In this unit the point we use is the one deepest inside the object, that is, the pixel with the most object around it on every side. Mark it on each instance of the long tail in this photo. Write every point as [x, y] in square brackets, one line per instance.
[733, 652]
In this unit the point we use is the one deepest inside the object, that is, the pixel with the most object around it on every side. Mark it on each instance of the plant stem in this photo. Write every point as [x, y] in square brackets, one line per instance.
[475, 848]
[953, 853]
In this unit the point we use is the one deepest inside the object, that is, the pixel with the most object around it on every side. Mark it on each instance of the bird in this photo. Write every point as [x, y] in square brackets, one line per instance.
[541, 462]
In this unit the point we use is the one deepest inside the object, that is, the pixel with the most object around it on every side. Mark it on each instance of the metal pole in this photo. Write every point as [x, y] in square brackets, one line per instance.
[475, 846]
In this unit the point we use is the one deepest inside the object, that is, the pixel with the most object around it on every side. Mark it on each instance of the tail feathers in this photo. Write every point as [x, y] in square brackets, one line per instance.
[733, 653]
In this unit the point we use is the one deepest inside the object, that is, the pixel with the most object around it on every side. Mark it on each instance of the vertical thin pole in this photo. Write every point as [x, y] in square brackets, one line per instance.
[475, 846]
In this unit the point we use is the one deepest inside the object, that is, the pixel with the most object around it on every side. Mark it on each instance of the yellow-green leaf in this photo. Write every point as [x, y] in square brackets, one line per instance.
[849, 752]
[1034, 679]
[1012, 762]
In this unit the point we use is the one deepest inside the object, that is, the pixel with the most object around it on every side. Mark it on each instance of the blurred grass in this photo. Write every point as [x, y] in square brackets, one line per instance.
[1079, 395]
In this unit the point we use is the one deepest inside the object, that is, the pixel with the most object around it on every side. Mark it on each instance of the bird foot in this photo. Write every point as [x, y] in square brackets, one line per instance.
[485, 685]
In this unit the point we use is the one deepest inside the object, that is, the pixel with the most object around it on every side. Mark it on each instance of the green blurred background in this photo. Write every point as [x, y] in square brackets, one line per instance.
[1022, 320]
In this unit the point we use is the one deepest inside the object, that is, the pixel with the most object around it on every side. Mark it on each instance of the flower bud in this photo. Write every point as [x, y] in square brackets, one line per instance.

* Problem requirements *
Can you rescale the records between the lines holding "of the plant" and "[1012, 762]", inclusive, giving back only those lines, requests included? Multiply each coordinate in the answers by 1.35 and round it to a whole number, rounding halves up.

* Task solution *
In this unit the point we use is the one deepest inside the object, that is, the pixel with the most object around it on every side. Mark it on each instance of the plant stem in this photo. Write every point as [x, y] in square brackets, one line per instance.
[641, 1145]
[1287, 1152]
In this unit the point we use is the one deepest inside the object, that is, the pixel with the most object around it on every side. Mark it on each instance of the bird in this photo. Write every point as [x, y] in square brackets, one line per instance.
[730, 624]
In this unit the point we use is the one deepest inside the object, that is, the pixel with the most object around it on every side. Mark it on each instance of the metal pole in this photo. Write every point as [x, y] in square brackets, one line per instance.
[641, 1142]
In this unit the point we use is the one deepest inside the object, that is, the pixel with the most object around it on every side. Mark it on each instance of the tail feathers in this photo. Write every point as [x, y] in square brackets, one line per instance.
[990, 882]
In this unit the point we use is the one deepest inside the object, that is, the pixel with the most object around it on every side. Mark it on each instance of the vertical thin pole in this photo. Write every point as [x, y] in square brackets, one line per instance.
[641, 1142]
In this unit the point we use is the one deepest inside the object, that is, the pixel with the most object around it on every side. Mark it on each instance of the yellow-green leaf in this photo. Write every point as [x, y] in square brackets, one line per instance.
[1146, 1015]
[1396, 917]
[1366, 1029]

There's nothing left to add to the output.